*WHAT THE TASK REQUIRES*. Copy out the lines in the records below verbatim, everything from the line containing "Indicate the man's outstretched" down to the line containing "(1186, 470)", both included.
-----
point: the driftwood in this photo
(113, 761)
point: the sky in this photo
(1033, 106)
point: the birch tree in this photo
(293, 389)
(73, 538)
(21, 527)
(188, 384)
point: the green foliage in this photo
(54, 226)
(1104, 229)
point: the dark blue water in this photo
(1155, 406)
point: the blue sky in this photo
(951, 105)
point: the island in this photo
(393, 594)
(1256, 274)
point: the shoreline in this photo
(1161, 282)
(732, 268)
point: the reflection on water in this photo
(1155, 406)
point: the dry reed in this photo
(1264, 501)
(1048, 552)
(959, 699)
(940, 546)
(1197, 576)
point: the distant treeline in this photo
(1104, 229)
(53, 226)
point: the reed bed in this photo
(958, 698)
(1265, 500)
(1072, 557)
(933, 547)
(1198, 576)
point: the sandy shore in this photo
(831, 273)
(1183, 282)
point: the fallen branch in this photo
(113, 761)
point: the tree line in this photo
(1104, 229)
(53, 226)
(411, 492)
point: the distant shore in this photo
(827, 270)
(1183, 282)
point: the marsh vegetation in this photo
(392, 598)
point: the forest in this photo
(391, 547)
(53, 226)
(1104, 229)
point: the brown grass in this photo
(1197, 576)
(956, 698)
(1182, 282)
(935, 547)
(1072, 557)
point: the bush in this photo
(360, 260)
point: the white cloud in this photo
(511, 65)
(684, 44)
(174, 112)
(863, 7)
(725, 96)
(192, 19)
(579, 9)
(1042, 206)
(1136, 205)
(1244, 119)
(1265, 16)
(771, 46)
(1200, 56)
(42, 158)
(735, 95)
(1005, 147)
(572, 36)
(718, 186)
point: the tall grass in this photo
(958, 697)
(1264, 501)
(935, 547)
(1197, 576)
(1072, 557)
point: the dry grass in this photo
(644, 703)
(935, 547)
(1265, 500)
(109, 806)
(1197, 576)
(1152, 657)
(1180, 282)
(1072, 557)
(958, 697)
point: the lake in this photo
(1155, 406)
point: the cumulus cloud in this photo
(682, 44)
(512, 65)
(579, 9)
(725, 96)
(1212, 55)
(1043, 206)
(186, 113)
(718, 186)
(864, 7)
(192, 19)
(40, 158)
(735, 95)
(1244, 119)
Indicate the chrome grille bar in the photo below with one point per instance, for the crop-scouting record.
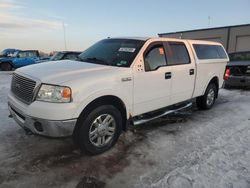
(23, 88)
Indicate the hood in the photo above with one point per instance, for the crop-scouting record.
(2, 58)
(58, 72)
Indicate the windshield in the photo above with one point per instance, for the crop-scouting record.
(114, 52)
(240, 56)
(57, 56)
(2, 53)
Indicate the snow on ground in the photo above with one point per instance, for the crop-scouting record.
(193, 149)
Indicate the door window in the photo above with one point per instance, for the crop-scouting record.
(71, 56)
(155, 58)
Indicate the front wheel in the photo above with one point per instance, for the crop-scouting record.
(99, 130)
(207, 101)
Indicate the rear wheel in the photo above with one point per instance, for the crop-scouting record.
(99, 130)
(6, 66)
(207, 101)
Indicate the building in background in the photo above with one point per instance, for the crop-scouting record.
(234, 38)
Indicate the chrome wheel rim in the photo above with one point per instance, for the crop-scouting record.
(210, 97)
(102, 130)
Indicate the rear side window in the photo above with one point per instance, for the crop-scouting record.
(177, 54)
(205, 51)
(155, 58)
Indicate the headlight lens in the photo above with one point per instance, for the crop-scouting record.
(52, 93)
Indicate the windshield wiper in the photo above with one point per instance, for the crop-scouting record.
(94, 59)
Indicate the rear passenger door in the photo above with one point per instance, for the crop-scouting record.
(183, 71)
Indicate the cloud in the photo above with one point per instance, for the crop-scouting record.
(8, 21)
(10, 18)
(10, 4)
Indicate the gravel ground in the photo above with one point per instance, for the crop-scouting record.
(192, 149)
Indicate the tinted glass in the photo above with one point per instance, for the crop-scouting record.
(23, 54)
(57, 56)
(178, 54)
(240, 56)
(155, 58)
(204, 51)
(114, 52)
(71, 56)
(31, 54)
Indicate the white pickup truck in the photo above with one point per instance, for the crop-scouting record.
(115, 81)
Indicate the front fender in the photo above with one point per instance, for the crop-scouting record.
(107, 92)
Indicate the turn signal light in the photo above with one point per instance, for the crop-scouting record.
(66, 93)
(227, 74)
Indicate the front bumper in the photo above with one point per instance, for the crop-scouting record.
(50, 128)
(241, 81)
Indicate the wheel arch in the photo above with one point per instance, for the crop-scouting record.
(214, 80)
(105, 100)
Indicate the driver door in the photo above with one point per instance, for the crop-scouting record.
(152, 86)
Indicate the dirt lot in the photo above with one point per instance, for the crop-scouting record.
(193, 149)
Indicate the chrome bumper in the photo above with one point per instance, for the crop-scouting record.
(43, 127)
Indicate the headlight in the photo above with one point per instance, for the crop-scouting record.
(53, 93)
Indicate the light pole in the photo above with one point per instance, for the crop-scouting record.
(64, 35)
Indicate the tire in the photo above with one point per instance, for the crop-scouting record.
(94, 136)
(226, 86)
(6, 66)
(207, 101)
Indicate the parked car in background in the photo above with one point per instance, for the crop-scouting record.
(8, 52)
(19, 59)
(64, 55)
(116, 82)
(238, 70)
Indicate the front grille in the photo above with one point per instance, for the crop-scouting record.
(23, 87)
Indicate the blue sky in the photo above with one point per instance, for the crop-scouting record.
(34, 24)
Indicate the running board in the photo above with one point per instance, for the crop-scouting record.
(141, 121)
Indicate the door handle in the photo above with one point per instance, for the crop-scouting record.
(191, 72)
(168, 75)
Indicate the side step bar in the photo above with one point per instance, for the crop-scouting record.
(141, 121)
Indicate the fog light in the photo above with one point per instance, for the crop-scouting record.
(38, 126)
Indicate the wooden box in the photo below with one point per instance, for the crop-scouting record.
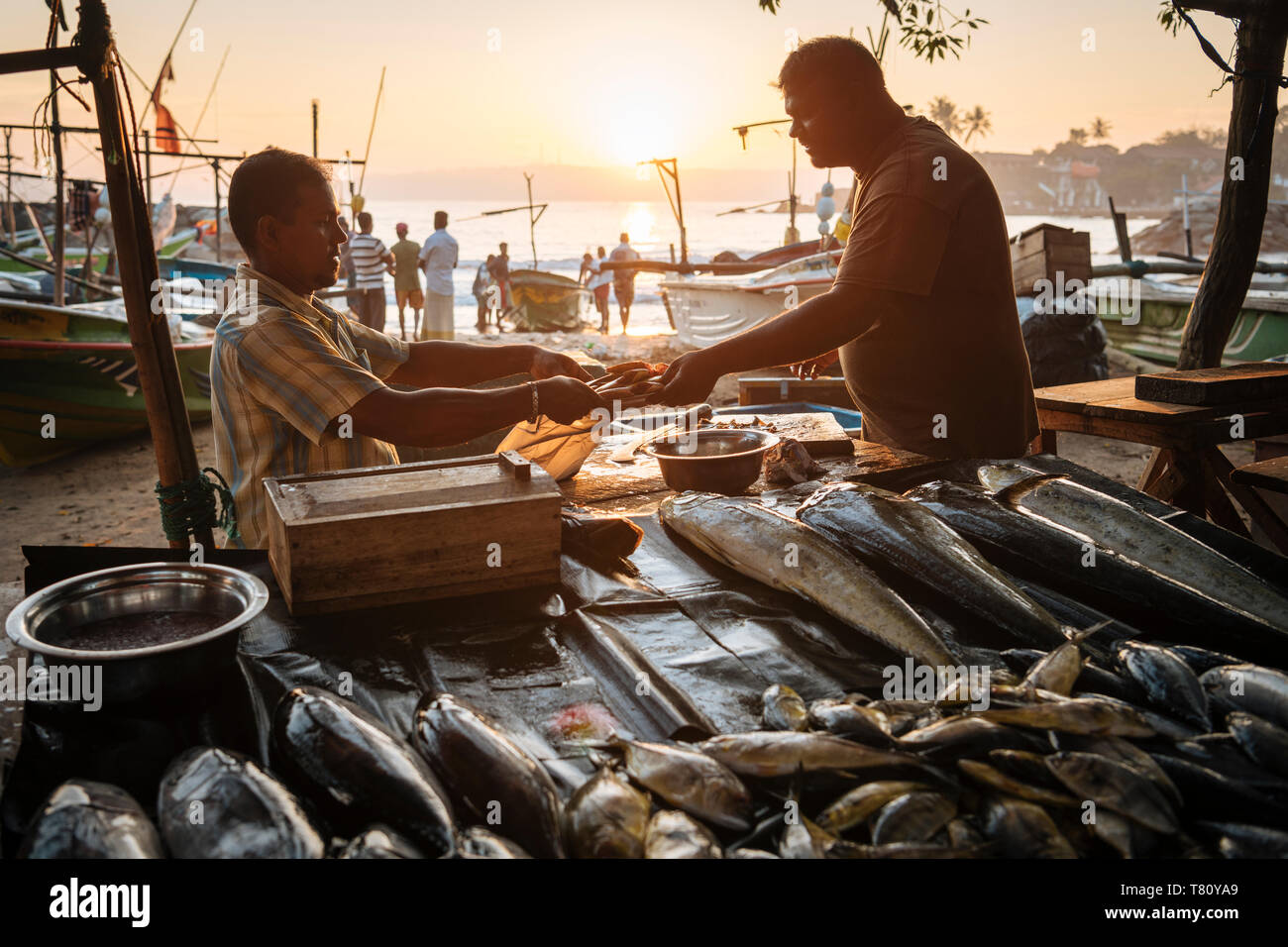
(1051, 253)
(384, 535)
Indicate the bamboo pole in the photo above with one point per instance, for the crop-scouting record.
(59, 258)
(150, 337)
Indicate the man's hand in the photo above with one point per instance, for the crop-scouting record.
(566, 399)
(548, 365)
(690, 380)
(814, 367)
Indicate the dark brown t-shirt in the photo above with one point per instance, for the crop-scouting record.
(941, 369)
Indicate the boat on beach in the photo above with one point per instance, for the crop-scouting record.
(707, 309)
(76, 367)
(1260, 330)
(545, 302)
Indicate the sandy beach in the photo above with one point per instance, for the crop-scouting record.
(103, 495)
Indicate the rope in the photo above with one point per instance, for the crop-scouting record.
(189, 505)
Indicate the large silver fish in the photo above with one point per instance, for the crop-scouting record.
(782, 553)
(887, 528)
(1115, 525)
(786, 554)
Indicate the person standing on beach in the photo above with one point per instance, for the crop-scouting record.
(921, 313)
(372, 261)
(623, 279)
(297, 388)
(407, 279)
(597, 285)
(352, 298)
(438, 258)
(482, 279)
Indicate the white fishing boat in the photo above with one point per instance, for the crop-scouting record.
(706, 309)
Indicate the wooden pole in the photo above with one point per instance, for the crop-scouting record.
(219, 235)
(59, 260)
(1244, 193)
(150, 337)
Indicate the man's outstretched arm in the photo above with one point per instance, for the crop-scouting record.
(438, 364)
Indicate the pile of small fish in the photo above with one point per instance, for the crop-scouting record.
(634, 384)
(1081, 742)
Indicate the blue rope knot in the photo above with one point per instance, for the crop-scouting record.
(189, 505)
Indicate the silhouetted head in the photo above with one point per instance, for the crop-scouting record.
(835, 94)
(283, 214)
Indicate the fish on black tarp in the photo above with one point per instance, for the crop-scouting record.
(690, 780)
(343, 757)
(786, 554)
(489, 775)
(378, 843)
(606, 817)
(1252, 688)
(1055, 554)
(884, 528)
(673, 834)
(245, 810)
(82, 818)
(1146, 540)
(1167, 681)
(478, 841)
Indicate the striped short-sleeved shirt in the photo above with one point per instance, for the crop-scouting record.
(368, 253)
(282, 369)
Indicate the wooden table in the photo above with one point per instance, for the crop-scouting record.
(1186, 470)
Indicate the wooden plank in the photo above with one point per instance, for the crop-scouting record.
(1215, 386)
(1267, 474)
(1077, 395)
(819, 432)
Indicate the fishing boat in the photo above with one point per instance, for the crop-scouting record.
(1260, 330)
(707, 309)
(75, 256)
(545, 302)
(68, 379)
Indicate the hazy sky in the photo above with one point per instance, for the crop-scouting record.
(507, 82)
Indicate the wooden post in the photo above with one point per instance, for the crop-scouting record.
(1261, 37)
(150, 337)
(147, 167)
(59, 250)
(219, 236)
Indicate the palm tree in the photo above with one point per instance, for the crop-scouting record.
(977, 121)
(943, 112)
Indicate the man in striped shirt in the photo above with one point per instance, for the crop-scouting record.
(372, 261)
(299, 388)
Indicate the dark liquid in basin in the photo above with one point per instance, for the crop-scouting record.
(141, 630)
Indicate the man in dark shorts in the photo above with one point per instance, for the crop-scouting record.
(922, 311)
(623, 279)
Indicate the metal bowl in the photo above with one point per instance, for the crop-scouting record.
(227, 596)
(716, 460)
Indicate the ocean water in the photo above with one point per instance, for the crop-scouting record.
(570, 228)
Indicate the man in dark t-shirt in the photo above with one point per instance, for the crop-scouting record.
(922, 312)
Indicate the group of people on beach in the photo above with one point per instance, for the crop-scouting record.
(595, 278)
(365, 261)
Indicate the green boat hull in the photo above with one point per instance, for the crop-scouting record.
(68, 379)
(545, 302)
(1260, 330)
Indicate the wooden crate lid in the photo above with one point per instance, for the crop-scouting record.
(378, 491)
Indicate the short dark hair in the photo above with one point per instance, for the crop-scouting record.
(268, 182)
(835, 59)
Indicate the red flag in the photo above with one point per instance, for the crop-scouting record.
(166, 137)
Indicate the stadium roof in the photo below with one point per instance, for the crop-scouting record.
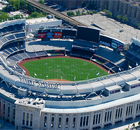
(39, 20)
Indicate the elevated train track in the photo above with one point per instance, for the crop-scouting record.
(54, 12)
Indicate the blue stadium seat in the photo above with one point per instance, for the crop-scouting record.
(10, 37)
(109, 64)
(41, 53)
(129, 55)
(18, 35)
(4, 40)
(31, 54)
(10, 28)
(19, 26)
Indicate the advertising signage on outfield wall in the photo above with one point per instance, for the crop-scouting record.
(69, 33)
(117, 45)
(104, 40)
(41, 35)
(57, 34)
(108, 41)
(49, 35)
(88, 34)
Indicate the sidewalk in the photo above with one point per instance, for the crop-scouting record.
(125, 125)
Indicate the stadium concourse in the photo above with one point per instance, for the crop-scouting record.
(30, 103)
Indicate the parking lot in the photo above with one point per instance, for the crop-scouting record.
(109, 26)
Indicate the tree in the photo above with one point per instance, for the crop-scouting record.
(3, 16)
(90, 12)
(41, 1)
(70, 14)
(15, 3)
(133, 125)
(138, 24)
(83, 13)
(17, 16)
(83, 4)
(109, 14)
(94, 11)
(78, 13)
(119, 17)
(105, 11)
(10, 18)
(124, 19)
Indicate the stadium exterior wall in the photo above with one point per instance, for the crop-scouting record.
(101, 115)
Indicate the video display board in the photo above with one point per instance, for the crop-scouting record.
(41, 35)
(117, 45)
(69, 34)
(104, 40)
(49, 35)
(88, 34)
(57, 34)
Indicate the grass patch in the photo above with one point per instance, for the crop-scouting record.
(63, 68)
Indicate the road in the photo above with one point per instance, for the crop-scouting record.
(47, 9)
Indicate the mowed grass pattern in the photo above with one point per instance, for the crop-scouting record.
(63, 68)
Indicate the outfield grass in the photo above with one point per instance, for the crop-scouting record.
(63, 68)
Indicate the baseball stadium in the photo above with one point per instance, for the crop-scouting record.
(53, 77)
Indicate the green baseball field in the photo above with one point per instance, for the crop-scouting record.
(71, 69)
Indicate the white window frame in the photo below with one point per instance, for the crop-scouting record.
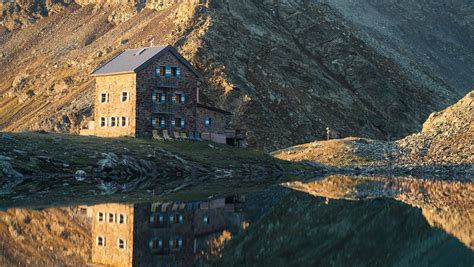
(105, 122)
(124, 218)
(104, 241)
(122, 120)
(113, 218)
(106, 97)
(127, 95)
(124, 244)
(98, 216)
(114, 119)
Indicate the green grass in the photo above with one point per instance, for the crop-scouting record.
(84, 152)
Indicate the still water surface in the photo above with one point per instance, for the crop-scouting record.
(330, 221)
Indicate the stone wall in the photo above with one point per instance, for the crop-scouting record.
(110, 254)
(114, 85)
(147, 82)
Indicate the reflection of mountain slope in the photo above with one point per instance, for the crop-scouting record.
(302, 231)
(52, 237)
(445, 204)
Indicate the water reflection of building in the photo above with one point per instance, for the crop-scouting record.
(159, 234)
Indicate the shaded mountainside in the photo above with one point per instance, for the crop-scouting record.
-----
*PROBLEM SOLUTION*.
Indicate the man's outstretched arm in the photo above with one point per instance, for the crop-scouting record.
(438, 364)
Indicate the pile of small fish in the photo above with one point per instance, for the crop-scouting record.
(634, 384)
(1081, 742)
Indicate the blue rope knot in the photo above with one point per instance, for the crop-scouting record.
(189, 505)
Indicate the silhouetted head in the photo above with one point per instance, for the crop-scouting record.
(835, 94)
(283, 214)
Indicate the fish on black tarp in the photo above with one point per instance, for the crop-scouting record.
(690, 780)
(343, 757)
(786, 554)
(489, 775)
(378, 843)
(606, 817)
(1252, 688)
(1055, 554)
(884, 528)
(673, 834)
(245, 810)
(82, 818)
(1146, 540)
(1167, 681)
(478, 841)
Indicate the striped short-sleeved shirt in the photo above with one point per instance, for the crop-scouting record.
(368, 253)
(282, 369)
Indicate the wooden table in the photo above with one point per instance, for the crop-scouting record.
(1186, 470)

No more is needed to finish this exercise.